In our recently released summer edition of “Responsive Philanthropy,” I wrote about why W.K. Kellogg Foundation (WKKF) believes racial healing can transform the nation and how WKKF is attempting “…to acknowledge the wrongs of the past, while addressing the consequences of those wrongs” through its Truth, Racial Healing and Transformation (TRHT) effort.
The story focused on how leaders in Buffalo, Dallas and Louisiana are implementing TRHT. Chicago is another of TRHT’s 14 sites that sees unique opportunities in this model.
Grace Hou, president of Woods Fund Chicago, believes that TRHT will lead to a change in the outcomes for people of color in the region. Woods Fund has long been committed to prioritizing racial equity, as have their TRHT partners. Terry Mazany of Chicago Community Trust, Angelique Power of Field Foundation and Grace leveraged their relationships to quickly build a 16-person coalition to implement TRHT, and everyone they asked said yes. Grace observed that there is so much despair related to the impact of race on policies and people, and the audacity of this goal represents hope.

··········

### Directive a
Starting at the line with "Q: Locate the airplane engine" and running through the end of the records, swap "asphalt tarmac" for "concrete apron" and write those lines out again with everything else left as it is.

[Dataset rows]

··········

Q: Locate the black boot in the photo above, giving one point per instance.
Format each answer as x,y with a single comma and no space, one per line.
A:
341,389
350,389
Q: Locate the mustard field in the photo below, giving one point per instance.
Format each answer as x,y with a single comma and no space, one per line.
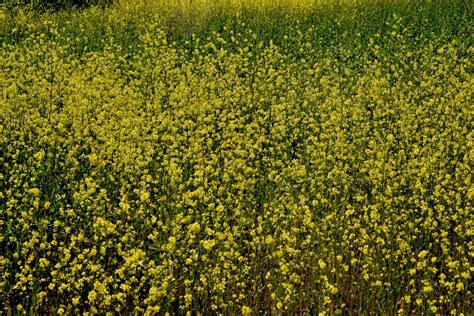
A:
237,158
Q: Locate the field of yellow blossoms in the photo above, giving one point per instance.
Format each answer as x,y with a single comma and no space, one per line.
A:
238,157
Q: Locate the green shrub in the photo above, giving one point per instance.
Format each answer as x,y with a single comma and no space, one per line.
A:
42,5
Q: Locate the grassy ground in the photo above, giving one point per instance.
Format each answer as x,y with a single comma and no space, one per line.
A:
227,157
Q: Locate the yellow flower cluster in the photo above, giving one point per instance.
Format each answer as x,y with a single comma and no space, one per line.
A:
228,174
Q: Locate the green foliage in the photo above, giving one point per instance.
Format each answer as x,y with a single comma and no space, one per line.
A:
41,5
279,161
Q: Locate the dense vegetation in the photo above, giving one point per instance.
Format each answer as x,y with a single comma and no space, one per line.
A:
232,157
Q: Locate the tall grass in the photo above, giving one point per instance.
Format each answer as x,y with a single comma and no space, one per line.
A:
236,157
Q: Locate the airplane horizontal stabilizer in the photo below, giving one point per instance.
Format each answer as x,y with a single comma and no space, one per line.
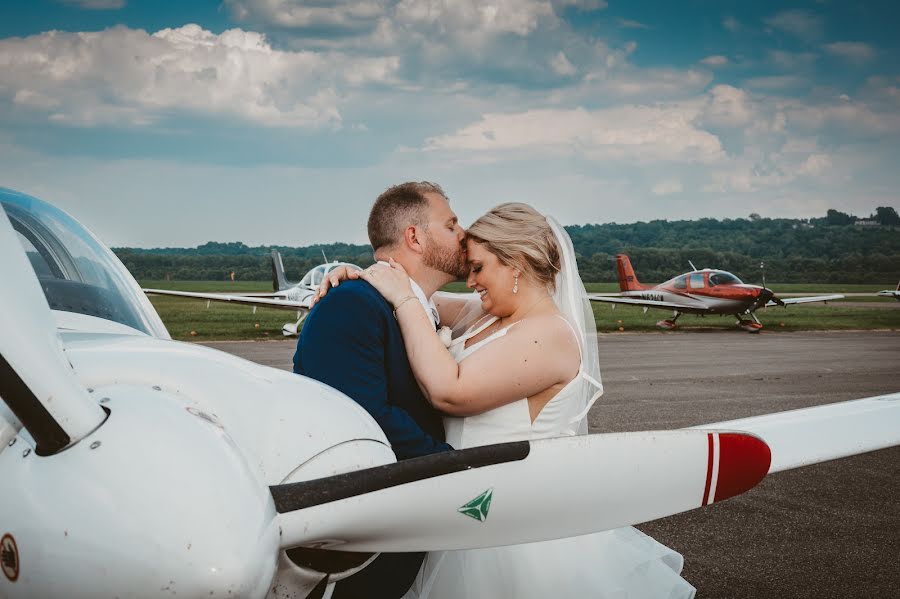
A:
822,433
807,300
247,300
519,492
635,301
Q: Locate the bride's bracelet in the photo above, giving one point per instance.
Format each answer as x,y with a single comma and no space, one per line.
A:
401,302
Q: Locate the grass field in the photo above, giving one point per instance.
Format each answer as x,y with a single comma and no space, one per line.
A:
192,320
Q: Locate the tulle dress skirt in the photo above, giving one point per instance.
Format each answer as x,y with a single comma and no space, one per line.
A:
618,564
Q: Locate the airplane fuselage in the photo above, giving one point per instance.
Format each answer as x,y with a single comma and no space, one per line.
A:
186,425
725,299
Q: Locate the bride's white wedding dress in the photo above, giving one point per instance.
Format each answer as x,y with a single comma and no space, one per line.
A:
622,564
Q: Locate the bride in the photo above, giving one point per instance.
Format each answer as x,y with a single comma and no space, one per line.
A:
525,367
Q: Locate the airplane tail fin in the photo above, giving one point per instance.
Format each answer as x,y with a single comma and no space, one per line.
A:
627,279
279,281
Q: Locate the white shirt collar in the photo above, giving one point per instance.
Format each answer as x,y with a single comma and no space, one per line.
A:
427,303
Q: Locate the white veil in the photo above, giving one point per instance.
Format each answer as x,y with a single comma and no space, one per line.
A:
571,299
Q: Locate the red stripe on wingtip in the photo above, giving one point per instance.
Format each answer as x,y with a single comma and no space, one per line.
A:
743,461
708,469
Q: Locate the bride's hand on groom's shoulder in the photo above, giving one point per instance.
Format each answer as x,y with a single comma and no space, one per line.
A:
333,279
390,279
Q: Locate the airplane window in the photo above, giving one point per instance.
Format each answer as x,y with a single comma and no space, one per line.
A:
723,278
76,272
317,275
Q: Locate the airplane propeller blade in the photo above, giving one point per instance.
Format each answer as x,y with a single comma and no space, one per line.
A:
766,296
519,492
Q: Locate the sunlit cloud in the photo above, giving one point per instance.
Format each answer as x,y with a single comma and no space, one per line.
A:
642,133
856,52
95,4
130,77
800,23
715,61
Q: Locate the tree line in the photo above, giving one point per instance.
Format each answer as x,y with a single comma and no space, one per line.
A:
832,249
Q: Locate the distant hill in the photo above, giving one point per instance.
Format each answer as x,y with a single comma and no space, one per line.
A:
839,248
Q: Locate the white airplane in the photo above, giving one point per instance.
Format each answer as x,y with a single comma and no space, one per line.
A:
134,465
285,295
894,293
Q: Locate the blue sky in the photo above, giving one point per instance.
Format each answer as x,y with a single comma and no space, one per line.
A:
169,123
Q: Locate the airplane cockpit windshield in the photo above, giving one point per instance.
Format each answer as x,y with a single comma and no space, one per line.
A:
77,273
314,277
721,277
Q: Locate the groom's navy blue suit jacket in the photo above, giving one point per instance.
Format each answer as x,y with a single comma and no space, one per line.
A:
352,342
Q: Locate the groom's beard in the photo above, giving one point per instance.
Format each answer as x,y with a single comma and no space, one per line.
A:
452,262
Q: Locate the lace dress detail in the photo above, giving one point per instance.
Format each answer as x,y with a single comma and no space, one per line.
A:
618,564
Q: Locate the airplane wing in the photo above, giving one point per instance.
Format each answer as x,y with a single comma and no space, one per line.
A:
635,301
481,496
489,496
806,300
248,300
821,433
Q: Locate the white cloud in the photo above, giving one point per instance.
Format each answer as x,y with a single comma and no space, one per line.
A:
519,17
583,5
628,82
667,187
792,60
562,65
629,24
352,14
814,164
127,76
776,82
715,61
731,24
95,4
800,23
728,106
855,52
635,133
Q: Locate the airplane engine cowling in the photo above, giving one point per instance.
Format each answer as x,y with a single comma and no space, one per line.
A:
345,457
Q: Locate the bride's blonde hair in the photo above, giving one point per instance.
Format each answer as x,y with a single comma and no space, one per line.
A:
521,238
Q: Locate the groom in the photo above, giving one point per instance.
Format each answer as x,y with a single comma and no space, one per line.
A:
352,342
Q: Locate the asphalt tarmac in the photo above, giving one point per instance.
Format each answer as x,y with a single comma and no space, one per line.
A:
829,530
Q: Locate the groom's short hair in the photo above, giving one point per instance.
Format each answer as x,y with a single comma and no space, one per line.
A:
397,208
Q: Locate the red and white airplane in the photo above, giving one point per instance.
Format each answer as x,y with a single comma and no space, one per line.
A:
894,293
706,291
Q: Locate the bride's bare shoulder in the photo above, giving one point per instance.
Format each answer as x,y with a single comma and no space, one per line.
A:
550,328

··········

### Directive b
In the passage on racial healing, who is named as president of Woods Fund Chicago?

### Complete answer a
Q: Locate the airplane engine cowling in the photo above, giving one point per instance.
Format each answer as x,y with a single comma and no space, one per line.
A:
345,457
Q: Locate the bride's blonde hair in the photo above, giving one point per instance.
Format each answer as x,y with a single comma and no space, one per line.
A:
521,238
Q: Locate the groom in the photo above, giving one point per instance.
Format each answer as x,y with a single comma and no space, one per line.
A:
352,342
Q: Locate the concrete apron in the photo above, giving one point per instance.
Format each answer as x,y with a single comma and no space, one per line.
A:
829,530
Q: Locate the groom's short hair in the photo above, giving one point per instance.
Format each answer as x,y with a single comma and no space, one per line.
A:
397,208
Q: Locate the red and white airplane in the photo above, giving one point per instance.
Format each answer as x,y with a single comma and no space, one per line.
A:
894,293
706,291
Q: Locate the bride's bare shoulder in the photo above, giving one point per instance.
Format each answer as x,y with a single comma and no space, one per line.
A:
550,328

### Complete answer b
Grace Hou